Excerpts from a point labeling dataset:
:::::

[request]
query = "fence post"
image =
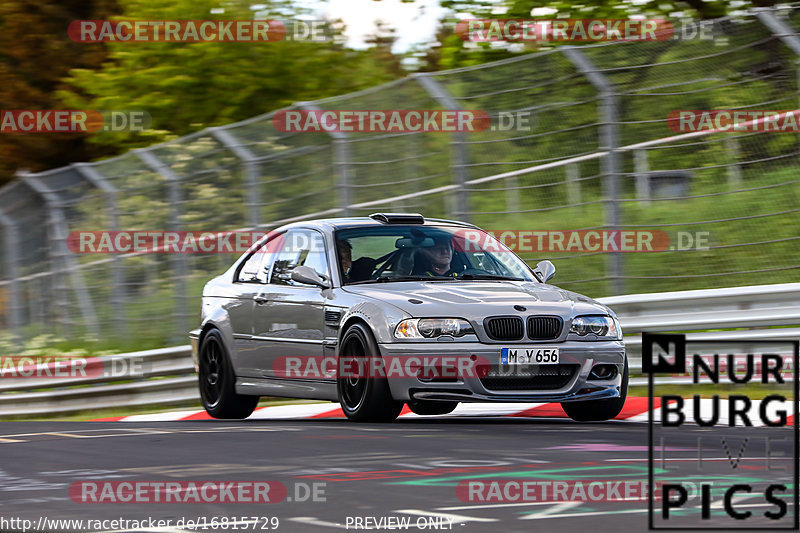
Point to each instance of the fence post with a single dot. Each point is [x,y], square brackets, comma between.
[251,170]
[178,260]
[110,195]
[11,254]
[59,252]
[341,161]
[573,184]
[641,168]
[459,158]
[609,143]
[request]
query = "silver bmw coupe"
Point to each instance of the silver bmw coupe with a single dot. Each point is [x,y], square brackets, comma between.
[393,309]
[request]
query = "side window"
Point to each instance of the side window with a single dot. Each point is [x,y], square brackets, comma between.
[300,247]
[256,267]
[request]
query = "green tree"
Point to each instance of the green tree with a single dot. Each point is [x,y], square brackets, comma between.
[188,86]
[35,54]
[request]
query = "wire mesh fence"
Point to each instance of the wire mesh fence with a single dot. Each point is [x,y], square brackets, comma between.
[597,154]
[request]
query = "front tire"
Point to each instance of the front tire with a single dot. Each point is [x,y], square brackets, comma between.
[599,410]
[363,397]
[217,381]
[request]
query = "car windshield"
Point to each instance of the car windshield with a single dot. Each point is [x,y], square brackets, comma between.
[377,254]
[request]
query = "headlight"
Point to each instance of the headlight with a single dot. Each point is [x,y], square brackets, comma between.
[428,328]
[601,326]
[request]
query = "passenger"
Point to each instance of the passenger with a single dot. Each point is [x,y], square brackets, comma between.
[435,260]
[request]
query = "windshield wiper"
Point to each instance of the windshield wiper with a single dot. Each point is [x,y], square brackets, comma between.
[489,276]
[387,279]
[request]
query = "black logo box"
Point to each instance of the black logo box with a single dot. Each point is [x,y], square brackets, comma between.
[663,343]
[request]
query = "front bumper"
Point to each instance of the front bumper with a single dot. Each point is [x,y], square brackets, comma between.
[469,388]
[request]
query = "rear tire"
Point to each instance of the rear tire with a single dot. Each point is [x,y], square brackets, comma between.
[217,381]
[599,410]
[364,398]
[431,407]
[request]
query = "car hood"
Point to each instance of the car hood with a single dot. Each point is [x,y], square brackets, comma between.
[478,299]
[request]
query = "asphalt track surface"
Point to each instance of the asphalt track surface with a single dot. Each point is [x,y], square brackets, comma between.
[408,470]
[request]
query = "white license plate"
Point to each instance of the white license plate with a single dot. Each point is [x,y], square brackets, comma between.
[529,356]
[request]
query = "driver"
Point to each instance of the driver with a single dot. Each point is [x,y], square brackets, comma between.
[436,259]
[345,257]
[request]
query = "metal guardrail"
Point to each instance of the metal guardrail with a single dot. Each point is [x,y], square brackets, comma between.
[167,374]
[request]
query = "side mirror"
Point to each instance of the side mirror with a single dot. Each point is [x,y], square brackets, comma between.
[309,276]
[544,271]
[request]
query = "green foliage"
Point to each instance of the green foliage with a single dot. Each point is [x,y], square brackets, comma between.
[188,86]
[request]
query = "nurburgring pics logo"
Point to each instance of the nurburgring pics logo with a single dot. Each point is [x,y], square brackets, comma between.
[746,466]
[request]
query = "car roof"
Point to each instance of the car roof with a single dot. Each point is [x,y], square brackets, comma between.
[350,222]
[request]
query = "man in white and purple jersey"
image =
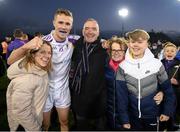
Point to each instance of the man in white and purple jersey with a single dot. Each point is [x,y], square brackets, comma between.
[59,94]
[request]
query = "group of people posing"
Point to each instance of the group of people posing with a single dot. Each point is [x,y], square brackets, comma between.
[113,84]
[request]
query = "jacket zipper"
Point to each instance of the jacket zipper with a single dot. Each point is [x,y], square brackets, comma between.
[139,95]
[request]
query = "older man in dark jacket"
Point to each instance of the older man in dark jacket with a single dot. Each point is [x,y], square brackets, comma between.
[88,83]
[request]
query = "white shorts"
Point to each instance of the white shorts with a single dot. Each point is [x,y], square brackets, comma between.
[63,100]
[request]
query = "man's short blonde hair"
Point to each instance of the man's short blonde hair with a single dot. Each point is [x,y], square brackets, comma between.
[136,34]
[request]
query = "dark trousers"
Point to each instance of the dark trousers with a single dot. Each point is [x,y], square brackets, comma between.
[144,124]
[86,124]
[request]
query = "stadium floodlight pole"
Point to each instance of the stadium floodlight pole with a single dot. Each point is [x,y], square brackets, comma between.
[123,13]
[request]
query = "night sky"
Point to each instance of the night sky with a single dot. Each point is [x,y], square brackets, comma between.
[37,15]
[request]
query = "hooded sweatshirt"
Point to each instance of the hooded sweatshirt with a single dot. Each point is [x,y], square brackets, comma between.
[138,81]
[26,96]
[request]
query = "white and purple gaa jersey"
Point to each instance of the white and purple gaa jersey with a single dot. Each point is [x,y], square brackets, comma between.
[61,59]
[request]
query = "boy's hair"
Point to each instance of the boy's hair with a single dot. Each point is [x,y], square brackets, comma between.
[136,34]
[121,41]
[169,44]
[63,11]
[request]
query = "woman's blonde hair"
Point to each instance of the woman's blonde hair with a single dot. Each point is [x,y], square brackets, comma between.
[121,41]
[29,59]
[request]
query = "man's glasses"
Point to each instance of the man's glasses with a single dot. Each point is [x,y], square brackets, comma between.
[117,51]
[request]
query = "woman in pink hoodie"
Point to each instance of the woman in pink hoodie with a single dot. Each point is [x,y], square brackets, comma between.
[28,89]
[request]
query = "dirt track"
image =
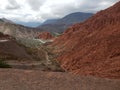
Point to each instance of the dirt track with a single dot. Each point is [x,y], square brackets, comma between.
[11,79]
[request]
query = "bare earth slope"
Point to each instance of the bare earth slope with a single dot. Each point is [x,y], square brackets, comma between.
[92,47]
[37,80]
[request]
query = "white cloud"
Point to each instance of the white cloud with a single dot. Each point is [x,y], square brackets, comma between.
[40,10]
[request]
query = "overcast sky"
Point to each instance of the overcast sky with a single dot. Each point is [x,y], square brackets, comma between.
[40,10]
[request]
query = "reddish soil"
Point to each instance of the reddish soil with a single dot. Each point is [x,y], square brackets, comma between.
[92,47]
[45,35]
[9,48]
[11,79]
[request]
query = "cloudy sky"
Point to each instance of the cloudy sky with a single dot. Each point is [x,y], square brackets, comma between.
[40,10]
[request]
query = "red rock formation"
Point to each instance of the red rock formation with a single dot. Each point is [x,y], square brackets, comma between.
[45,35]
[92,47]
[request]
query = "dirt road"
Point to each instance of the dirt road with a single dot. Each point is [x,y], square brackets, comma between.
[13,79]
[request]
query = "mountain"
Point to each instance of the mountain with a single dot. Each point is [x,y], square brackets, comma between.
[9,49]
[29,24]
[92,47]
[17,31]
[49,21]
[6,20]
[59,25]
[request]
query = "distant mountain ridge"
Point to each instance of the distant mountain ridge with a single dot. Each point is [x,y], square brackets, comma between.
[7,27]
[59,25]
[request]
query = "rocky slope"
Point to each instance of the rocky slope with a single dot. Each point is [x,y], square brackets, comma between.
[60,25]
[45,35]
[92,47]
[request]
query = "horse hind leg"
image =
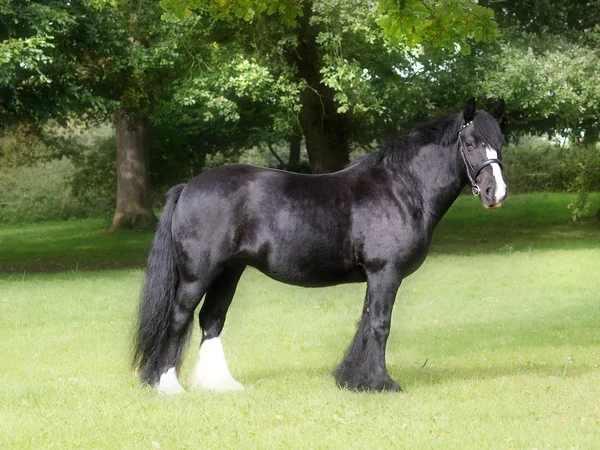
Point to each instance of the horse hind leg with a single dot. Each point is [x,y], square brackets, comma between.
[211,371]
[187,298]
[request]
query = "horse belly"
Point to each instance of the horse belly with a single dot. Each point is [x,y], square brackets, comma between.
[302,258]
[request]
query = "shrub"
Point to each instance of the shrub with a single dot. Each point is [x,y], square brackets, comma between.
[538,165]
[39,192]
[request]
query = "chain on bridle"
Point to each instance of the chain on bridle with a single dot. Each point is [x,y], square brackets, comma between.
[471,172]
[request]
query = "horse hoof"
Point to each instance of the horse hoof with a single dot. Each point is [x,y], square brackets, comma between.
[372,385]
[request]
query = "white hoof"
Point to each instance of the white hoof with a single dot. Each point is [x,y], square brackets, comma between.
[211,371]
[169,384]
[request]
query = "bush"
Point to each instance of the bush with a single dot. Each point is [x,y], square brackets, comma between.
[40,192]
[537,165]
[57,174]
[94,180]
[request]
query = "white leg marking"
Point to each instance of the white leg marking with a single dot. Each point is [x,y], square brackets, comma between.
[169,384]
[211,371]
[497,172]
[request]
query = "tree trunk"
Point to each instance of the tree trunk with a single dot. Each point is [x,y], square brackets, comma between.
[323,127]
[134,204]
[294,158]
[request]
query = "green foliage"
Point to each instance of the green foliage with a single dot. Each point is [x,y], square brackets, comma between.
[543,80]
[444,24]
[537,165]
[247,10]
[56,174]
[93,182]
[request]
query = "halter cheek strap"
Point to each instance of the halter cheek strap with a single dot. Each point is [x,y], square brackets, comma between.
[471,172]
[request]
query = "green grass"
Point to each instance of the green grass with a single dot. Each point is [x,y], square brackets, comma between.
[495,341]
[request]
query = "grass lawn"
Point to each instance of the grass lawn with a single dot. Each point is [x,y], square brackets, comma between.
[496,341]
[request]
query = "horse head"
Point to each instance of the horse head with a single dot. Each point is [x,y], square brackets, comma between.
[480,143]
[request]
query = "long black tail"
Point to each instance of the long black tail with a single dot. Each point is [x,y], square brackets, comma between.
[162,279]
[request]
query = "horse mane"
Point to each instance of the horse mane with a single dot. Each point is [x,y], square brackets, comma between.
[441,130]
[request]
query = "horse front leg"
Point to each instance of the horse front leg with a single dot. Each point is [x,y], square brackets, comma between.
[364,368]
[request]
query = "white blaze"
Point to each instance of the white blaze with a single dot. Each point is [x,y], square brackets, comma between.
[169,384]
[211,371]
[497,172]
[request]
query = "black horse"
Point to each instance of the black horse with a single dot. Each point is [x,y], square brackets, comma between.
[372,221]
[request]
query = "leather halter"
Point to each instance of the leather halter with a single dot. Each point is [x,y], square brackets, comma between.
[471,172]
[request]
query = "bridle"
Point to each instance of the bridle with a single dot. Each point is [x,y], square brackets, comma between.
[471,172]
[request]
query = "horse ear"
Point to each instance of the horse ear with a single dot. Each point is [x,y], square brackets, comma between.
[499,110]
[469,111]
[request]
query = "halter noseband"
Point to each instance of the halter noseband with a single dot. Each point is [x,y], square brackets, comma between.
[472,173]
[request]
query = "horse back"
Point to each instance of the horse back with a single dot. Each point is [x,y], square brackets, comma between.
[295,228]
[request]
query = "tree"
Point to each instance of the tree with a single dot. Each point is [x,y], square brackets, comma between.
[327,52]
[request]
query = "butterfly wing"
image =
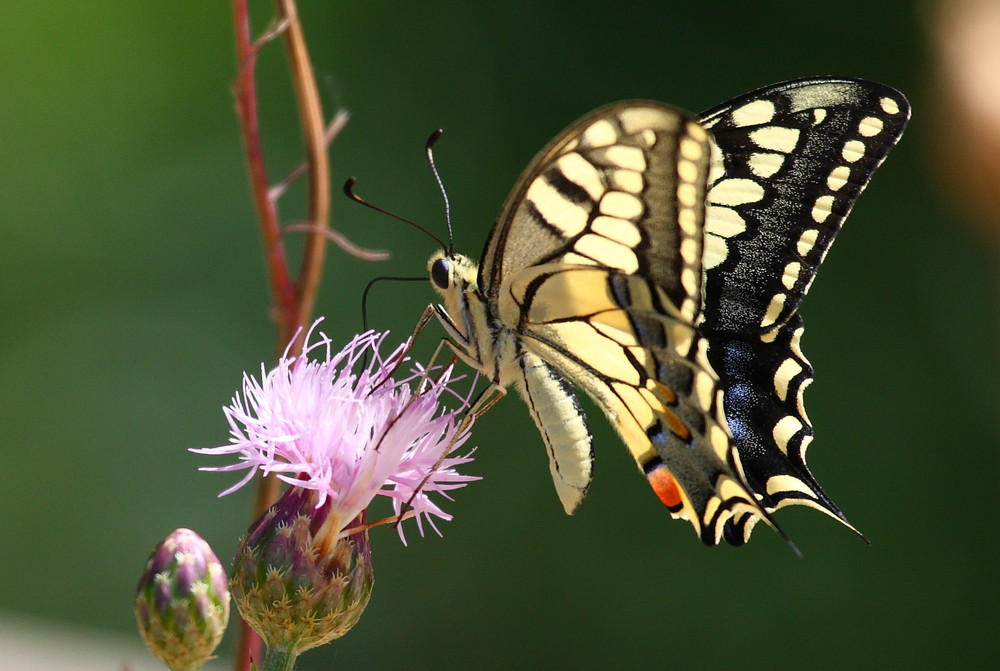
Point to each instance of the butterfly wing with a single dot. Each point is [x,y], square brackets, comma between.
[596,266]
[790,161]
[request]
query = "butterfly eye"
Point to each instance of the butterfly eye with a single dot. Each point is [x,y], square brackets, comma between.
[441,274]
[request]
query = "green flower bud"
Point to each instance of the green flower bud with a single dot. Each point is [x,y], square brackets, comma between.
[298,581]
[181,602]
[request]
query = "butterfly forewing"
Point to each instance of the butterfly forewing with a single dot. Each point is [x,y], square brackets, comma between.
[657,260]
[608,288]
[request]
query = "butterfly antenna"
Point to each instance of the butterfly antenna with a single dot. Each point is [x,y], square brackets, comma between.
[349,191]
[444,194]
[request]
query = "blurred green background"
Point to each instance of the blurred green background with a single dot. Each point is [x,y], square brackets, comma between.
[133,296]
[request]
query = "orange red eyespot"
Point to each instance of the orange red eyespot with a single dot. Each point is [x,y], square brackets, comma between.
[666,488]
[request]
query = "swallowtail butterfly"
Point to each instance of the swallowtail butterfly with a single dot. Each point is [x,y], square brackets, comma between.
[656,260]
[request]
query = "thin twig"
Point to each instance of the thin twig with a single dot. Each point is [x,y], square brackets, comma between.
[339,239]
[338,123]
[314,136]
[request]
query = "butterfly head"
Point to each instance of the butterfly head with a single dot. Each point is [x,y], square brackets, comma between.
[452,274]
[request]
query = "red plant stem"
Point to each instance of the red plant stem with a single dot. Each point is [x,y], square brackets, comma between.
[249,645]
[282,287]
[314,137]
[294,301]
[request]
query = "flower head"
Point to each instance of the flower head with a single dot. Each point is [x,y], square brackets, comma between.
[349,436]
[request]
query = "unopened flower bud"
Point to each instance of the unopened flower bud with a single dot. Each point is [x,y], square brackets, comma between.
[182,603]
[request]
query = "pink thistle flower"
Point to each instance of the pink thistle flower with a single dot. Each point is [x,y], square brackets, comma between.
[349,436]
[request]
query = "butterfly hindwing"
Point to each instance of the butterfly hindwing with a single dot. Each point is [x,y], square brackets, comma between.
[791,161]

:::::

Please pull out each line of the material above that contains the string "rear", copying every such line in full.

- **SOLUTION TO THE PROBLEM**:
query = "rear tire"
Point to each instance of the rear tire with a single dot. Each point is [x,y], square brackets, comma between.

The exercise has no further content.